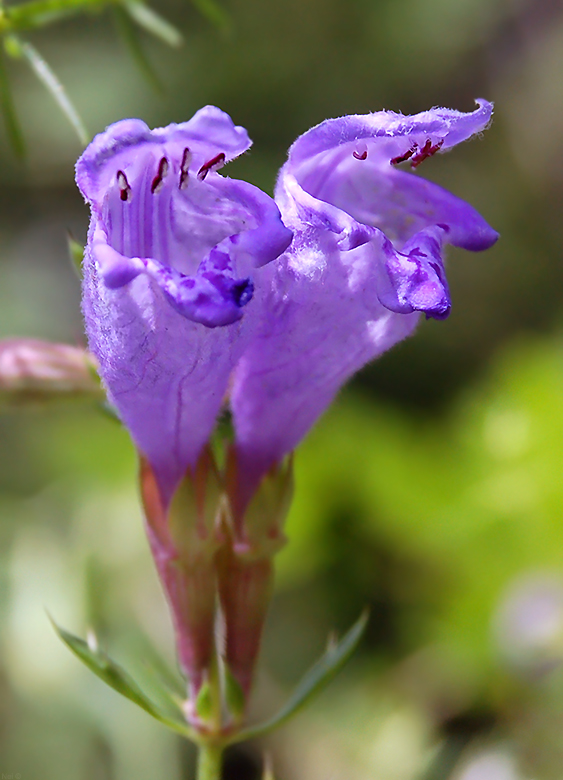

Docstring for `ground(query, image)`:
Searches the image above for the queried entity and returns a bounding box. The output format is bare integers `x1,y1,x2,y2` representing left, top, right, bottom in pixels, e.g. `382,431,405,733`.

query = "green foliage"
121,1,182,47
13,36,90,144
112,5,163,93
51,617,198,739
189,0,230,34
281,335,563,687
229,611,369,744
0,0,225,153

---

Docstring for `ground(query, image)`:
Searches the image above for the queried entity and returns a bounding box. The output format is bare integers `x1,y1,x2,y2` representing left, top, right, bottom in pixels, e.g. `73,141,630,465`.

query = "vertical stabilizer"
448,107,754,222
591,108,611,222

---

§ **Try it**: Go through the entries above and copy each line with "left" in it.

§ **Response area**:
Searches the image above for the queried entity and returns a bounding box. The output format is bare integers `x1,y1,x2,y2` representing left, top, right, bottom in pixels, e.g. `382,431,405,733`.
Searches the image above for the queried entity and returns a bounding box. The output format is bare integers `x1,y1,x2,y2` representing left, top, right, bottom in pixels, e.g. `73,141,630,465`.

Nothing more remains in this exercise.